• What to produce:
Write down exactly the lines from the one with "the dark shingle" to the end of the data, first and last included, and no others.
........
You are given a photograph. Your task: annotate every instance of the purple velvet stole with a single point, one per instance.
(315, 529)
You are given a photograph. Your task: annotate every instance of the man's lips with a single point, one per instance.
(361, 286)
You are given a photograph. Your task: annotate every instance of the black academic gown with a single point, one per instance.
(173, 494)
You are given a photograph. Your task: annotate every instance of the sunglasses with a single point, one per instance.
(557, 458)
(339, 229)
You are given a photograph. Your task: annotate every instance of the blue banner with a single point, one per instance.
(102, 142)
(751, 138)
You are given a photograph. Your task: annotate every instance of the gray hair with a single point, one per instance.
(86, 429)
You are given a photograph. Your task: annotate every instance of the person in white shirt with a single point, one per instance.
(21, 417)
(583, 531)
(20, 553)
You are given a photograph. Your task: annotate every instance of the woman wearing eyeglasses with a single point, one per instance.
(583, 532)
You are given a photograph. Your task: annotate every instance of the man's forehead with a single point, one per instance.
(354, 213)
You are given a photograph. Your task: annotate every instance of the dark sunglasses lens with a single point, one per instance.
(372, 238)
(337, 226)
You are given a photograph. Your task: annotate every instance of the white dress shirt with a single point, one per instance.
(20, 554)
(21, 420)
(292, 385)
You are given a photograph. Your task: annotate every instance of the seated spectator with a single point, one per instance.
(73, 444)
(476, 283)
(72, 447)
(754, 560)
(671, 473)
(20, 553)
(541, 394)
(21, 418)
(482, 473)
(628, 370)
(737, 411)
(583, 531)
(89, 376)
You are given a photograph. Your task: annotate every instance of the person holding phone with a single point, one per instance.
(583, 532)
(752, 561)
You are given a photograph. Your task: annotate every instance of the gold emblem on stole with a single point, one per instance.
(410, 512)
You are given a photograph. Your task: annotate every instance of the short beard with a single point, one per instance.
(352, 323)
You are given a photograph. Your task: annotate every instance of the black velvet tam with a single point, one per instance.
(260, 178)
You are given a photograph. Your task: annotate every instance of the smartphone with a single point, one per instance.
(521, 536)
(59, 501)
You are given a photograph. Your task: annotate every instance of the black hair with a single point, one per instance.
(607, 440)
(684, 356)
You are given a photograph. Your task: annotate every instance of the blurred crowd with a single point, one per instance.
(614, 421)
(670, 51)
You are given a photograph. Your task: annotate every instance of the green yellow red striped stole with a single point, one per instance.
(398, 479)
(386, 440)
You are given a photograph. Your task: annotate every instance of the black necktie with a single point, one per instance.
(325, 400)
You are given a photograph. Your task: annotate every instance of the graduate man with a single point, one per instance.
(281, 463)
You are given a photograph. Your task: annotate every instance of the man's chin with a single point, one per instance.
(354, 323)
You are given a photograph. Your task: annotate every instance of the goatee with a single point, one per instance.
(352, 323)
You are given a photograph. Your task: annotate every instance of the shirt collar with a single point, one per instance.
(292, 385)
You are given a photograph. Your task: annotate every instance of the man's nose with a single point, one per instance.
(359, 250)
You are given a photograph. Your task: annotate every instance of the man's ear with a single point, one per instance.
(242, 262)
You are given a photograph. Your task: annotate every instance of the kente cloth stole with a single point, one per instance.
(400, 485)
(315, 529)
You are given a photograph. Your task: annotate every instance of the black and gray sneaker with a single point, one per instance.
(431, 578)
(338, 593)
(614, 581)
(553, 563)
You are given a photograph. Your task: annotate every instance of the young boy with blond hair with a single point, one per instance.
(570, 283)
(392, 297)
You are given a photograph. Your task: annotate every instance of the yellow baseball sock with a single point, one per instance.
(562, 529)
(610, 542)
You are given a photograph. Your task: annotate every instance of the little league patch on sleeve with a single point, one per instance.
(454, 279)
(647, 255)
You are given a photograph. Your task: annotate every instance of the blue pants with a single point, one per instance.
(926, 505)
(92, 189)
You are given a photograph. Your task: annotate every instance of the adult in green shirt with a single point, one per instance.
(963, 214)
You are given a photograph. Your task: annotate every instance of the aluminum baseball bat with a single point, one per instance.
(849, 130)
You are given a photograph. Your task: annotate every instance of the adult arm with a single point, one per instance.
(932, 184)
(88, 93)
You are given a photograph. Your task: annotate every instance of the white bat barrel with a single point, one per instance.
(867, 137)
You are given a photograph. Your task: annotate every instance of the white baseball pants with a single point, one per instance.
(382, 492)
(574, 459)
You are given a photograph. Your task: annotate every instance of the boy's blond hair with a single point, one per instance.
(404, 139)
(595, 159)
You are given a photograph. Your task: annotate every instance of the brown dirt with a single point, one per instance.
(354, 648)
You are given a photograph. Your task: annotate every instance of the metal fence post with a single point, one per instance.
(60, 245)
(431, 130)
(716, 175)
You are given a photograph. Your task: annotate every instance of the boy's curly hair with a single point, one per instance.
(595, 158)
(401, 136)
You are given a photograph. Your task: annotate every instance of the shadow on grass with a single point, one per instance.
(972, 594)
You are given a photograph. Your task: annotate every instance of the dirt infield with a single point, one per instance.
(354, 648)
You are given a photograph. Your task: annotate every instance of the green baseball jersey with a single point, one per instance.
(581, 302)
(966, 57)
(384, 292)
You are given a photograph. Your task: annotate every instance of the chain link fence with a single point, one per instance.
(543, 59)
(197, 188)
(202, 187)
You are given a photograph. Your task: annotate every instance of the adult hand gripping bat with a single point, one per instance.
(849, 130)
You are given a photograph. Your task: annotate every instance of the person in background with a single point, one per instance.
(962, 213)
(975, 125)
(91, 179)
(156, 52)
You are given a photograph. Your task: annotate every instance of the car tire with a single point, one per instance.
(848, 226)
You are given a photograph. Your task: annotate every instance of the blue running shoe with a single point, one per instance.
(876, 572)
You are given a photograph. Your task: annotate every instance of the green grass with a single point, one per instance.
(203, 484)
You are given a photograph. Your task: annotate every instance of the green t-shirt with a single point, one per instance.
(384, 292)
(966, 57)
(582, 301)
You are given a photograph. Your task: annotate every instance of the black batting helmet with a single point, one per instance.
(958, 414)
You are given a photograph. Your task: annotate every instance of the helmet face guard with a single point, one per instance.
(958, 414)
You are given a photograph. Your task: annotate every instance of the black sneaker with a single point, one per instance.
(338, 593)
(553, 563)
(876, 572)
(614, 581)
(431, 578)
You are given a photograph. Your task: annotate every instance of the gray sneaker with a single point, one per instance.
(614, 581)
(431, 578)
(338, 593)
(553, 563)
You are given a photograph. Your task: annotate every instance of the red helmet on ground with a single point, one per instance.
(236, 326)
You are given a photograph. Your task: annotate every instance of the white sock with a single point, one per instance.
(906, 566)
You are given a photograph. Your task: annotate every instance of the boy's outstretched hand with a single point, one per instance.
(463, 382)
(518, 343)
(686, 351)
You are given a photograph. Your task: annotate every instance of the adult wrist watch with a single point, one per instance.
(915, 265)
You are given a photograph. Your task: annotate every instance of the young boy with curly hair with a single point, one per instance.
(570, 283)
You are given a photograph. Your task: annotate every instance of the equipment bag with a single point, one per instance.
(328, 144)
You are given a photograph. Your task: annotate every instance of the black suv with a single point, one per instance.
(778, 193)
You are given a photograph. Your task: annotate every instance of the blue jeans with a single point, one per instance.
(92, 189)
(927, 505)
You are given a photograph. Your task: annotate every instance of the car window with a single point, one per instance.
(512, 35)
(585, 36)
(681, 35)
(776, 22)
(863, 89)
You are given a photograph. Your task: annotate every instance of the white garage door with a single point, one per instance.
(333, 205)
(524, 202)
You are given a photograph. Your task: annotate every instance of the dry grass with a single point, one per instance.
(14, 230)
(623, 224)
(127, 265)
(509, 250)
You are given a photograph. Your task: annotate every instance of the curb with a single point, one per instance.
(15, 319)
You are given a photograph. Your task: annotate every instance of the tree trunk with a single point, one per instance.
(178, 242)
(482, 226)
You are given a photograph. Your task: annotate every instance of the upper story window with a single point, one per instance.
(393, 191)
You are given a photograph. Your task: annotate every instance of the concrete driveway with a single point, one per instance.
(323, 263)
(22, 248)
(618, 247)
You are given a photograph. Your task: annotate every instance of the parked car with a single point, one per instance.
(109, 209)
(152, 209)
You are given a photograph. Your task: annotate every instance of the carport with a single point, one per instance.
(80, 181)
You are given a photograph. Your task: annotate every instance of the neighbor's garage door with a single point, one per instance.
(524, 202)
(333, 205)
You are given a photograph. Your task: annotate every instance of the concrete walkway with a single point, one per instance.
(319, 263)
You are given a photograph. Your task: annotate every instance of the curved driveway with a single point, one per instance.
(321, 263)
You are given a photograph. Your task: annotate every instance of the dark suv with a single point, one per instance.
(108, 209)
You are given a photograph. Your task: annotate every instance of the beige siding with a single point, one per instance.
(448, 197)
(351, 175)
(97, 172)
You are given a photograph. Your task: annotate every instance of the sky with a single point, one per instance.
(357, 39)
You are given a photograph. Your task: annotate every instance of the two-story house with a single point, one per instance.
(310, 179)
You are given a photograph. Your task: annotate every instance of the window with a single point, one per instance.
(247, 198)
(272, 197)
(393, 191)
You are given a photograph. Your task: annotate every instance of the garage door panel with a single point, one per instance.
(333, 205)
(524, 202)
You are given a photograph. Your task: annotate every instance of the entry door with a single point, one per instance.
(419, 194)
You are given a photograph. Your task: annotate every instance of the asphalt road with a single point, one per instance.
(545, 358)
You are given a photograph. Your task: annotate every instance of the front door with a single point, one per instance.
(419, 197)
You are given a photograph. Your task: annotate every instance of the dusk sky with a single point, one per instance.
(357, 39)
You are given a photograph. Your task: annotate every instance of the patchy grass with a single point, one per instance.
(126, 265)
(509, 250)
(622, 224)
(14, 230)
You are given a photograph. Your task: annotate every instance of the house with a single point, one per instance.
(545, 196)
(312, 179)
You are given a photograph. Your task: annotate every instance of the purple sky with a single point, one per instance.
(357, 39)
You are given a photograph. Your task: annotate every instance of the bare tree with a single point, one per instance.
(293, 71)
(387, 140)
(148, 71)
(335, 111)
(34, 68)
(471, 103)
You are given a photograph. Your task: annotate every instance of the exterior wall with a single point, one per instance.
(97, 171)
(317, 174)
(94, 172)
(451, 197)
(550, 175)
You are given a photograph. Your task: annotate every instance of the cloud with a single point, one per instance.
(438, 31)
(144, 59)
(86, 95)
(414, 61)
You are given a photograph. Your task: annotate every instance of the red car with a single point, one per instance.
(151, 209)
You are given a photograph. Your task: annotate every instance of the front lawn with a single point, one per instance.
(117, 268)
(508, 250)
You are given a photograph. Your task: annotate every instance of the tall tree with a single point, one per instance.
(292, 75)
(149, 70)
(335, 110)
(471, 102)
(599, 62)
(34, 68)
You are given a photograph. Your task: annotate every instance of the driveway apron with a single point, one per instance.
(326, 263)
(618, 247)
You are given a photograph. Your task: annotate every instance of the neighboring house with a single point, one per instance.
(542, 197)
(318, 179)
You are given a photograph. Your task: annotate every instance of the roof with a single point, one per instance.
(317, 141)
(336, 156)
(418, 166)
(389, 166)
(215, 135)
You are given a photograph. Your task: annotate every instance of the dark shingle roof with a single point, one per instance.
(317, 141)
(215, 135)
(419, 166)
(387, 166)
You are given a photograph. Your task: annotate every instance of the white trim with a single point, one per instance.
........
• Expected answer:
You are given a photograph. Your task: annotate every instance of the dark shingle roof with a single point, one per instance.
(317, 141)
(215, 135)
(419, 166)
(387, 166)
You are given a photograph. Your task: annotate every instance of the white trim with a single point, one per instance.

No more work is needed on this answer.